» YOUR INSTRUCTIONS: What the task requires is each entry, restated exactly.
*** RECORD SET Section Begins ***
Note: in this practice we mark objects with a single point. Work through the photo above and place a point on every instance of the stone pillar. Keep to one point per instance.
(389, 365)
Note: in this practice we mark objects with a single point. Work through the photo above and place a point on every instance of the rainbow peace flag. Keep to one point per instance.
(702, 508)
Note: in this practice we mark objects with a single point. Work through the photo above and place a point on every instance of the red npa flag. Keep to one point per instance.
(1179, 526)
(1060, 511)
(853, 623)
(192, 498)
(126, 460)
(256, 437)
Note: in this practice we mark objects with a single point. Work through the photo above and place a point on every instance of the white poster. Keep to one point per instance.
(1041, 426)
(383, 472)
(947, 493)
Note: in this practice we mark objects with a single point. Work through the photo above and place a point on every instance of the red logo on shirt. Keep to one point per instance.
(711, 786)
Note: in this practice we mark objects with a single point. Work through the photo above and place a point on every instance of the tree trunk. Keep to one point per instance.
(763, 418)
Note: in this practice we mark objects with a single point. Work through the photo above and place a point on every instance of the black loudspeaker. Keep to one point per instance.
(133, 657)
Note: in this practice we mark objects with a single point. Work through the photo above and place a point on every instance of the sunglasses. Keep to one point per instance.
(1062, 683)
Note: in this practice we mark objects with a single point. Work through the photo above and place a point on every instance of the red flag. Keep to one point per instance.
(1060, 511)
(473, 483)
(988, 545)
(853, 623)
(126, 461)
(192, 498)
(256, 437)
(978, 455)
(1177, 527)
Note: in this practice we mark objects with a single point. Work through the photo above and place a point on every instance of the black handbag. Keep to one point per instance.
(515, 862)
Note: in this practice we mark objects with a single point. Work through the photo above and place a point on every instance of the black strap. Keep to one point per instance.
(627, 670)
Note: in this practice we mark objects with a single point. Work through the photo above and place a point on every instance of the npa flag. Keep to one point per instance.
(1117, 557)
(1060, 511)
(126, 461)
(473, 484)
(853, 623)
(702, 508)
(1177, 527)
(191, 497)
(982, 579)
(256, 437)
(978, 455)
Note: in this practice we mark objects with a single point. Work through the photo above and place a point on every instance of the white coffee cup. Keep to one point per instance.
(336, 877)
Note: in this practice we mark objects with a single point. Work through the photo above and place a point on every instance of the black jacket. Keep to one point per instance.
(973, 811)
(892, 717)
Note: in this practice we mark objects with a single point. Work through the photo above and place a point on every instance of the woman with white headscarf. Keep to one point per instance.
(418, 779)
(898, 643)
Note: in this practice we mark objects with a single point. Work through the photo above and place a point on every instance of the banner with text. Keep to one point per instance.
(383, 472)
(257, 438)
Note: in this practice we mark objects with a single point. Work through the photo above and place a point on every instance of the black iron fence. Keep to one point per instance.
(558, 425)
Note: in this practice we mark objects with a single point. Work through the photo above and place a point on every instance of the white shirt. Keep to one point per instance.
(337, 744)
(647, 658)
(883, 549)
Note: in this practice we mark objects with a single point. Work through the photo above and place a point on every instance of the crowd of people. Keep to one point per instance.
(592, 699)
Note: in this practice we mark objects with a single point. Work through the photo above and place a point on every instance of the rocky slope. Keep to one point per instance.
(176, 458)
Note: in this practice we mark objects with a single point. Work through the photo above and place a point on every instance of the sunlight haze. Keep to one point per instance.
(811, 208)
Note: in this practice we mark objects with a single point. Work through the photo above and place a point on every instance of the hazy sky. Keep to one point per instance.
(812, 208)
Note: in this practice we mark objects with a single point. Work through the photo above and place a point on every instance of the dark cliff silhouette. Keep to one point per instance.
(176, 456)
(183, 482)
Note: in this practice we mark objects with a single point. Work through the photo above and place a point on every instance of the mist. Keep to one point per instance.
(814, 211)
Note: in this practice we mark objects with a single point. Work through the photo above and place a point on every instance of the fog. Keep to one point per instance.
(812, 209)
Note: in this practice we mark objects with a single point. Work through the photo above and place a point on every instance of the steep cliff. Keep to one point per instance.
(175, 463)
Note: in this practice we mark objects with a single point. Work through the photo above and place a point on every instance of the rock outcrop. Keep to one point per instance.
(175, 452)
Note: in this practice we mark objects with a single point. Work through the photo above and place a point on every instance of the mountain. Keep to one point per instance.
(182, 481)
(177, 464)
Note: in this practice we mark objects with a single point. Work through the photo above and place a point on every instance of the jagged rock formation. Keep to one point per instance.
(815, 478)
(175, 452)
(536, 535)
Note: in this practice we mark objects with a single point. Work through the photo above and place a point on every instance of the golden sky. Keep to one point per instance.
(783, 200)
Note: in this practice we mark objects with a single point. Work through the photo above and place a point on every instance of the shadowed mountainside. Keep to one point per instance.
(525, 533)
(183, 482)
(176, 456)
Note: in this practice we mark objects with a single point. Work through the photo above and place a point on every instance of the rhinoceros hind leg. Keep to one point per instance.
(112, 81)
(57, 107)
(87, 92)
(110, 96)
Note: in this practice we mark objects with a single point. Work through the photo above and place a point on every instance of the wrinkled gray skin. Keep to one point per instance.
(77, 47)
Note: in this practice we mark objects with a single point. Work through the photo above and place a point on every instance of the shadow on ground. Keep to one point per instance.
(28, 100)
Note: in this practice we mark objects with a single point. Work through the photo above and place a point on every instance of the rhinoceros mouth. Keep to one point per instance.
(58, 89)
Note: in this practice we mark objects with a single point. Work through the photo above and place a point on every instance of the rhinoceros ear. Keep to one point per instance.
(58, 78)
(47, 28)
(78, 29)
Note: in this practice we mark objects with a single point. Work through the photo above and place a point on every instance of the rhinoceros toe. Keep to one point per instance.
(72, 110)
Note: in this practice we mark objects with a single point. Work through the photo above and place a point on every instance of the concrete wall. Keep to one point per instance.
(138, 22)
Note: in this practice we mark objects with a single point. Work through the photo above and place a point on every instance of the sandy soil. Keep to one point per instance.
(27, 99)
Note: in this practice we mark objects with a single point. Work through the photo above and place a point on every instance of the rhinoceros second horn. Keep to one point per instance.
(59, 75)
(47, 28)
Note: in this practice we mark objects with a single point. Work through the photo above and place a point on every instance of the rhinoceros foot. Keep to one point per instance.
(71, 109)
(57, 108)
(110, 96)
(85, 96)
*** RECORD SET Section Ends ***
» YOUR RESPONSE:
Note: in this practice we mark objects with a single point. Work through the photo above and place a point on every instance of the stone pillar. Keep to one point per instance.
(389, 365)
Note: in this practice we mark objects with a single point. Work through the photo above and place a point on every instance of the rainbow peace flag. Keep to one point per instance.
(702, 508)
Note: in this practice we mark objects with a single point. Work through the photo above and place a point on every instance of the red npa flag. Keep to one point per instance.
(1179, 526)
(1060, 511)
(853, 623)
(192, 498)
(126, 460)
(256, 437)
Note: in this practice we mark objects with a single point. Work through the photo above and place a point on every instance of the white poster. Keep to one point per instance.
(1041, 426)
(383, 472)
(947, 493)
Note: in this practice we mark objects with a single point. Work through the photo above and place a point on every instance of the red logo on shirt. Keep to one point per instance.
(711, 786)
Note: in this practice we mark objects with a single point. Work through the photo above and place a point on every instance of the tree trunk. Keep to one point per instance.
(763, 418)
Note: in this practice we mark objects with a single point. Work through the photo above and place a point on every instance of the black loudspeaker. Keep to one point per instance.
(133, 657)
Note: in this practice we mark objects with a single point. Work through the photo above and place a point on every instance of the sunglasses. Keep to one point per instance.
(1062, 683)
Note: in this practice we mark objects with a single point. Work through the photo above and place a point on every instance of the red flag. Keep to one point per instance.
(1060, 511)
(473, 483)
(988, 545)
(853, 623)
(126, 461)
(192, 498)
(256, 437)
(978, 455)
(1177, 527)
Note: in this practice we mark objects with a single point. Work through the photo above and place a point on every instance of the black handbag. Keep to one point per instance.
(515, 862)
Note: in this practice we mark objects with a single point. Work through the photo above and place a point on every instance of the black strap. Keep to one point per instance.
(627, 670)
Note: in this practice we mark objects with a single point. Work through the photo above and place a point on every instance of the npa flag. Keep to one point per instance.
(1117, 557)
(1060, 511)
(126, 461)
(473, 484)
(853, 623)
(702, 508)
(1177, 527)
(191, 497)
(982, 579)
(256, 437)
(978, 455)
Note: in this practice we mark objects with a single point. Work through the photo above and place a point on every instance of the white coffee cup. Keep to one point per instance.
(336, 877)
Note: in this practice we mark objects with a single point. Work through the photo above and place a point on every instance of the black jacket. Keep to one point per instance.
(973, 811)
(892, 717)
Note: in this practice we mark objects with a single point. Work through the photo above and place a point on every instance of the woman with white headscarf. Keep to one point per instance.
(418, 779)
(898, 643)
Note: in this practice we mark objects with a single point. Work through the photo above and place a point on every instance of the banner with text. Keep to one point per instance.
(383, 472)
(257, 438)
Note: in this practice we mark objects with a single point. Work through the photo above and place a point on every instance of the black iron fence. Keep to one point per instance.
(558, 425)
Note: in this practice we mark objects with a single point. Work through the photo above and place a point on every instance of the white shirt. Keep to one point per instance.
(337, 744)
(647, 658)
(883, 549)
Note: in this practice we mark objects with a single point. Work through the photo above and place a point on every instance of the crowd of people. Keep to one point per instance.
(592, 699)
Note: in this practice we mark objects with a single point. Work through the photo above and place a point on every instance of the rocky slope. Keep to one point per instance.
(176, 458)
Note: in this practice we mark objects with a single point. Work through the photo above and place a point on every instance of the sunlight haze. Keep to one point per instance.
(811, 208)
Note: in this practice we mark objects with a single point. Work through the photo above and place a point on every instance of the hazy sky. Keep to one point per instance.
(812, 208)
Note: in this practice we mark objects with a single point. Work through the photo above and place a point on every instance of the dark cliff silhouette. Keep to one point per instance.
(176, 456)
(183, 482)
Note: in this practice we mark objects with a single point. Work through the photo above and place a point on every instance of the mist. Keep to one point per instance.
(814, 211)
Note: in this practice we mark objects with a single point. Work through the photo above and place a point on every instance of the fog. Keep to one point per instance.
(812, 209)
Note: in this practice we mark objects with a single point. Work through the photo above and place a point on every instance of the steep cliff. Keep to one point per instance.
(175, 463)
Note: in this practice we mark objects with a single point. Work through the photo above and place a point on every instance of the rock outcrop. Keep to one point per instance.
(175, 452)
Note: in this practice we mark objects with a single point. Work through the photo above and place a point on every instance of the mountain. Keep to one point per instance.
(182, 481)
(177, 464)
Note: in this practice we mark objects with a single point. Work through the photo above and place a point on every instance of the jagged rock formation. Keep to one point per instance.
(815, 478)
(175, 452)
(536, 535)
Note: in this practice we mark objects with a single point. Work through the photo above and place a point on every instance of the golden sky. Keep to one point per instance.
(783, 200)
Note: in this practice we mark objects with a single point. Work through the photo above and place a point on every instance of the shadowed mountainside. Keep to one point per instance.
(525, 533)
(183, 482)
(176, 456)
Note: in this practice we mark objects with a single point. Work through the photo above and place a point on every instance of the rhinoceros hind leg. Keep to one point per instance.
(112, 81)
(57, 107)
(87, 92)
(110, 96)
Note: in this practice we mark objects with a single point. Work through the photo above and place a point on every instance of the wrinkled gray skin. Keep to one point per instance.
(77, 47)
Note: in this practice we mark objects with a single point. Work through the photo above and place a point on every instance of the shadow on ground. Keep to one point per instance.
(28, 100)
Note: in this practice we mark objects with a single point. Work through the photo above and place a point on every instance of the rhinoceros mouth. Keep to one point per instance.
(58, 89)
Note: in this practice we mark objects with a single point. Work through the photo above and place a point on every instance of the rhinoceros ear. Keep to one point per instance.
(58, 78)
(47, 28)
(78, 29)
Note: in this practice we mark objects with a single point. Work through the photo above and place a point on every instance of the rhinoceros toe. Keep to one point per instance.
(72, 110)
Note: in this practice we mark objects with a single point. Work through the photo above and place a point on every instance of the concrete wall. Keep to one point per instance.
(138, 22)
Note: in this practice we mark objects with a single point. Work through the photo above and place a point on every instance of the sandy soil. Keep to one point per instance.
(27, 99)
Note: in this practice we mark objects with a single point. Work through the photo above and place a point on every instance of the rhinoceros second horn. Keep to one point per instance.
(59, 75)
(47, 28)
Note: in this practice we mark objects with a single point. Work through the photo above and place a point on every instance of the rhinoceros foot. Keep to one point per instance.
(71, 109)
(57, 108)
(110, 96)
(85, 96)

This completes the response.